■ **What this task involves**
Each entry must be reproduced precisely as it stands.

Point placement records
· · · · ·

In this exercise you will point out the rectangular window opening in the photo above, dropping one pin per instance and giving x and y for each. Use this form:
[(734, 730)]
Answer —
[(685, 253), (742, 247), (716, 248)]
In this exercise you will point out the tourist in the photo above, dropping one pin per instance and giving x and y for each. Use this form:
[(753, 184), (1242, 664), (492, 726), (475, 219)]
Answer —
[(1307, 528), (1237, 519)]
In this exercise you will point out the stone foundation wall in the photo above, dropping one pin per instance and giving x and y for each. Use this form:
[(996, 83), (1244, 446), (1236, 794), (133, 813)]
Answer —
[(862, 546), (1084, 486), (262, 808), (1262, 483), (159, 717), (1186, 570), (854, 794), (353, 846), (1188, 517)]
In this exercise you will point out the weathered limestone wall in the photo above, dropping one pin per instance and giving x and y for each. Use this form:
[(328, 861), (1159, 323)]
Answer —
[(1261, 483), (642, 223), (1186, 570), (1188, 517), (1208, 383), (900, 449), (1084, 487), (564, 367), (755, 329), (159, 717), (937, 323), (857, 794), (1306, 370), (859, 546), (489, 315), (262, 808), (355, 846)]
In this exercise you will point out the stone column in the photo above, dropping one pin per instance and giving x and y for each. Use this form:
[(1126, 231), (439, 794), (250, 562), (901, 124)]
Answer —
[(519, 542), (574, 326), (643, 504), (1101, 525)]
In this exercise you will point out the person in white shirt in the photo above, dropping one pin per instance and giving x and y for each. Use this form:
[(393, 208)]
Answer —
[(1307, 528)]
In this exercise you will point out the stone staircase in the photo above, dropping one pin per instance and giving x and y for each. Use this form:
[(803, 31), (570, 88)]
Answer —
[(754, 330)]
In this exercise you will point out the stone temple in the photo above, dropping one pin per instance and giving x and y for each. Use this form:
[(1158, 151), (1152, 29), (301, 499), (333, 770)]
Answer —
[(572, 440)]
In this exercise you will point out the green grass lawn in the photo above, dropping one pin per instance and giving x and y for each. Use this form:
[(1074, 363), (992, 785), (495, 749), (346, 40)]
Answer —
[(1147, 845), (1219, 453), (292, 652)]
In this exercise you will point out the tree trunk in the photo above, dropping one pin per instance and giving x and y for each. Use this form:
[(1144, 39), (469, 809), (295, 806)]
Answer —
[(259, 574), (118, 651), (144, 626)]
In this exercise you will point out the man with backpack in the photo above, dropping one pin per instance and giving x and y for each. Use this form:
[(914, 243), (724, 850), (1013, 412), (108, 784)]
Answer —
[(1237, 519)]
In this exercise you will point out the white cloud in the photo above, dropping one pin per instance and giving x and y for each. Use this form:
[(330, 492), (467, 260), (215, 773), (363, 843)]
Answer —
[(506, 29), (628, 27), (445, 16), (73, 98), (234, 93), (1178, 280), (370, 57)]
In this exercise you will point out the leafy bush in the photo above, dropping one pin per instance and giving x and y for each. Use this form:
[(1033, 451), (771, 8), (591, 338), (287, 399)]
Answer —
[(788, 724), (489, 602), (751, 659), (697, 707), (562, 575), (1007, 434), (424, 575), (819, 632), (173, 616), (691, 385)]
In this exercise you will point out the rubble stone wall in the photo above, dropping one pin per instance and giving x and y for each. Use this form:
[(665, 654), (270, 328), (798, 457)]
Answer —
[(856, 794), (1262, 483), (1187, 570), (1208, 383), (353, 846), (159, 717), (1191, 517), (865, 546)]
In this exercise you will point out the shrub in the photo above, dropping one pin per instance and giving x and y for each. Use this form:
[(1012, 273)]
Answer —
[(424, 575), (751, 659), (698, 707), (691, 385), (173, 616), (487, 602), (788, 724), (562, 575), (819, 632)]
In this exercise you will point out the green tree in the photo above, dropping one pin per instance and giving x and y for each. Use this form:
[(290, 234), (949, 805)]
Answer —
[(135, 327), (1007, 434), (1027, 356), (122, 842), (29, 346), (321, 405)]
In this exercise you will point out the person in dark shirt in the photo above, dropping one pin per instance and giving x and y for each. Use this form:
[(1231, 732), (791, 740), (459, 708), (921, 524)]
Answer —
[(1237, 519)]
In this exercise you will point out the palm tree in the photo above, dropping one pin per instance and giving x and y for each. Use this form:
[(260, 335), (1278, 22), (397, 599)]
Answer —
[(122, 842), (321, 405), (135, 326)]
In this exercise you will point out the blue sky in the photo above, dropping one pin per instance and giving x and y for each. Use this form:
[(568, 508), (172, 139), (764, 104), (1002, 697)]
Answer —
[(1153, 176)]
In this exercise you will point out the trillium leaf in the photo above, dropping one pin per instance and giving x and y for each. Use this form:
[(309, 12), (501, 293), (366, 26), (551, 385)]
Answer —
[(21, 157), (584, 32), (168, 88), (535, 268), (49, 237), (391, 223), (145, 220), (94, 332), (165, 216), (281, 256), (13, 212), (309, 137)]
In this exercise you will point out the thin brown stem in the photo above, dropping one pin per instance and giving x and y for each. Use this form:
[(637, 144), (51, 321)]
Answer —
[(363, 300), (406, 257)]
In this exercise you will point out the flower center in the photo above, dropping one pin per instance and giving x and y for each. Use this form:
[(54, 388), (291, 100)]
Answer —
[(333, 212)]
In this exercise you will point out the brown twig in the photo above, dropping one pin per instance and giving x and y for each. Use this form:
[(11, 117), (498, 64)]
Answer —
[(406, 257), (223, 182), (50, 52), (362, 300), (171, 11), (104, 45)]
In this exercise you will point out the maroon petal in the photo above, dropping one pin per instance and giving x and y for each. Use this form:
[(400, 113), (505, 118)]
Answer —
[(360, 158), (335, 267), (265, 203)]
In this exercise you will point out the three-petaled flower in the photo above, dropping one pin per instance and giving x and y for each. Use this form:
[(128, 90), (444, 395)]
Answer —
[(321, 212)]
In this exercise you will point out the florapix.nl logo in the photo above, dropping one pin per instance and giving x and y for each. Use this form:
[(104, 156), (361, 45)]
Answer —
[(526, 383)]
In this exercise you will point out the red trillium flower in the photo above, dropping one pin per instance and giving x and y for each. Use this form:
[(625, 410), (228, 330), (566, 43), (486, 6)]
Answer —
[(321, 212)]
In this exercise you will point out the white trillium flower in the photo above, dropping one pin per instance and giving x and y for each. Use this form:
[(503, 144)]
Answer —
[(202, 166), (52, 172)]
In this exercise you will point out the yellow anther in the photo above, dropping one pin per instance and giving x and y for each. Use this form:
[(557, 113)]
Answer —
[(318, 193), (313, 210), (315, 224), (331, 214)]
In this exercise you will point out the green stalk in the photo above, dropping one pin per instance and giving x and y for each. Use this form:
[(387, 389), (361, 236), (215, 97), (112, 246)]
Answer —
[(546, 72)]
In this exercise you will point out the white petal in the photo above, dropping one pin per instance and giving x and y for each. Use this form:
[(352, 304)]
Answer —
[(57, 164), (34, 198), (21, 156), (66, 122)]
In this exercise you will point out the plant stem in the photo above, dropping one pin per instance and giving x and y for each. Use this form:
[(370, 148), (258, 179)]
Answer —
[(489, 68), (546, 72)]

· · · · ·

■ **Completed task**
In this exercise you will point out the rectangular window opening in the photo above, dropping one pin per instance and giving x and y for each. Use this form:
[(734, 730)]
Answer —
[(685, 253), (742, 247), (716, 248)]
In this exercise you will point out the tourist in the photo above, dropping one pin per instance and giving x and y for each. Use this form:
[(753, 184), (1242, 664), (492, 726), (475, 219)]
Answer —
[(1307, 528), (1237, 519)]
In this exercise you will point out the stone foundation wall in the photo above, dropping one pin per instance and giving x and y for each. Use this form:
[(996, 83), (1244, 446), (1236, 794), (133, 813)]
Answer —
[(862, 546), (1084, 486), (262, 808), (1262, 483), (159, 717), (1186, 570), (854, 794), (353, 846), (1188, 517)]
In this exercise you will point out the weathered limestone wall in the photo above, dropping one pin per instance and giving x and y for each. Use this form:
[(328, 861), (1159, 323)]
Answer —
[(1261, 483), (642, 223), (1186, 570), (1188, 517), (1208, 383), (900, 449), (1084, 487), (564, 367), (755, 329), (159, 717), (937, 323), (857, 794), (1306, 370), (859, 546), (489, 315), (262, 808), (355, 846)]
In this exercise you will point out the stone column in the photo above, dropping one pin per instance and giving x and y for each. Use this form:
[(1126, 231), (439, 794), (250, 562), (901, 124)]
Answer —
[(519, 542), (574, 326), (643, 504), (1101, 525)]
In this exercise you will point out the person in white shirt in the photo above, dropping one pin per instance and giving x and y for each. Use this form:
[(393, 208)]
Answer —
[(1307, 528)]
In this exercise you will point out the stone staircase in the photo above, dropping one pin per instance and giving x and y for each. Use this form:
[(803, 31), (570, 88)]
Answer —
[(754, 330)]
In this exercise you will point out the stone temple in the photo above, dropping one pin per instance and giving x and y for each. Use this form:
[(1158, 151), (1152, 29), (301, 499), (333, 770)]
Answer —
[(572, 440)]
In this exercise you will point out the green grass lawn in the photo above, dropping one pin per instance and giving x and y for each. Use this form:
[(1074, 363), (992, 785), (495, 749), (346, 40)]
Answer —
[(1147, 845), (1219, 453), (292, 652)]
In this exercise you will point out the tree trunk in the photo above, dropping one pin per instance and giving x and y for each. Use this form:
[(1144, 39), (469, 809), (295, 806)]
Answer —
[(259, 574), (118, 651), (144, 626)]
In this exercise you will point out the man with backpack in the photo above, dropping one pin per instance and giving x and y for each. Use this form:
[(914, 243), (724, 850), (1013, 412), (108, 784)]
Answer —
[(1237, 519)]
In this exercise you will point out the white cloud in the photo above, dropping one pin per instance and giving x and y for each. Use this form:
[(330, 492), (467, 260), (215, 773), (363, 843)]
Answer —
[(506, 29), (628, 27), (445, 16), (73, 98), (234, 93), (1178, 280), (370, 57)]
In this exercise you will point out the leafy bush in the photo above, dropping one pin per instance and giving x and y for each. Use this form:
[(1033, 451), (771, 8), (591, 338), (287, 399)]
Answer —
[(788, 724), (489, 602), (751, 659), (697, 707), (562, 575), (1007, 434), (424, 575), (819, 632), (173, 616), (691, 385)]
In this exercise you will point out the rubble stone wall in the photo above, dropping one pin per instance and giving x and y for each. Use this form:
[(665, 654), (270, 328), (798, 457)]
Answer —
[(856, 794), (1262, 483), (1187, 570), (1208, 383), (353, 846), (159, 717), (1191, 517), (865, 546)]
In this exercise you will point out the shrub in the photo above, dropping one pin per instance and giving x and y for each. Use this form:
[(1012, 273)]
Answer —
[(424, 575), (751, 659), (698, 707), (691, 385), (173, 616), (487, 602), (788, 724), (562, 575), (819, 632)]
In this exercise you will point out the green tree in the photo above, dropping one pin per instance and giving x and y for each. Use this form:
[(290, 234), (949, 805)]
Answer —
[(135, 327), (1007, 434), (1027, 356), (122, 842), (29, 346), (321, 405)]
In this exercise you will point out the person in dark shirt in the photo above, dropping one pin per instance and giving x and y for each. Use this form:
[(1231, 732), (791, 740), (459, 708), (921, 524)]
Answer —
[(1237, 519)]
In this exercise you will point out the palm tree in the photo above, dropping one pin per instance and giving x and y for each. Use this form:
[(260, 335), (1278, 22), (397, 599)]
Answer —
[(122, 842), (321, 405), (135, 326)]
In this exercise you will point out the blue sky in the photo above, dropping one pin per instance and giving x and y for each. Use this form:
[(568, 508), (172, 139), (764, 104), (1002, 697)]
Answer —
[(1153, 176)]
In this exercise you will point out the trillium leaf in the photo above, dropping one pin per instance and giving x and y for each. Use this form:
[(309, 12), (501, 293), (366, 26), (551, 385)]
Answer —
[(21, 157), (584, 32), (168, 88), (535, 268), (49, 237), (391, 223), (145, 220), (94, 332), (165, 216), (281, 256), (13, 212), (309, 137)]
In this exercise you will point out the thin brown stem in the photo above, dropping one pin per instance and giving x and y for each. Use this form:
[(637, 144), (51, 321)]
Answer —
[(363, 300), (406, 257)]
In this exercise you will point out the flower center in the photo above, dropping one pin per instance and giving x and y for each. Use this form:
[(54, 388), (291, 100)]
Answer —
[(333, 212)]
In this exercise you will point out the brown twig in the photo above, dropping one pin per instance and giving x and y for each. Use this form:
[(11, 117), (498, 64)]
Answer —
[(406, 257), (223, 182), (50, 52), (362, 300), (171, 11), (104, 45)]
In this exercise you will point out the maroon petal in the photo above, dropping one pin per instance and giving x and y for each. Use this form:
[(400, 113), (505, 118)]
Answer —
[(360, 158), (335, 267), (265, 203)]
In this exercise you will point out the three-petaled flower in the photo above, dropping one pin per instance and giving x and y for each. Use this form:
[(128, 90), (444, 395)]
Answer —
[(321, 212)]
In this exercise you will point out the florapix.nl logo in the photo above, dropping one pin per instance and giving x and y for each. Use this form:
[(104, 156), (361, 45)]
Answer —
[(526, 383)]
In this exercise you will point out the red trillium flower in the photo above, dropping one pin per instance and giving x and y for each. Use this form:
[(625, 410), (228, 330), (566, 43), (486, 6)]
Answer —
[(321, 212)]
In this exercise you will point out the white trillium flower in the photo above, dropping one pin per instance and giving x and y for each. Use this form:
[(503, 144)]
Answer —
[(202, 166), (52, 172)]
In this exercise you will point out the yellow anther in the photo above, dropping one pin per instance and giving x and y for each. Use this form:
[(557, 113)]
Answer —
[(318, 193), (313, 210), (315, 224), (331, 214)]
In this exercise you will point out the green stalk in the photo above, dropping one pin per instance and giving x and y for each. Use this form:
[(387, 389), (361, 236), (215, 97), (112, 246)]
Answer —
[(546, 72)]
In this exercise you will point out the white petal in the photo above, dropping one pin per instance and giving x and y for each. Use this form:
[(352, 304)]
Answer —
[(57, 164), (34, 198), (21, 156), (66, 122)]
In this exercise you will point out the plant stem in the photo above, dropping one pin per instance and giving x and y for each. Use this form:
[(370, 148), (258, 179)]
Answer —
[(489, 68), (546, 72)]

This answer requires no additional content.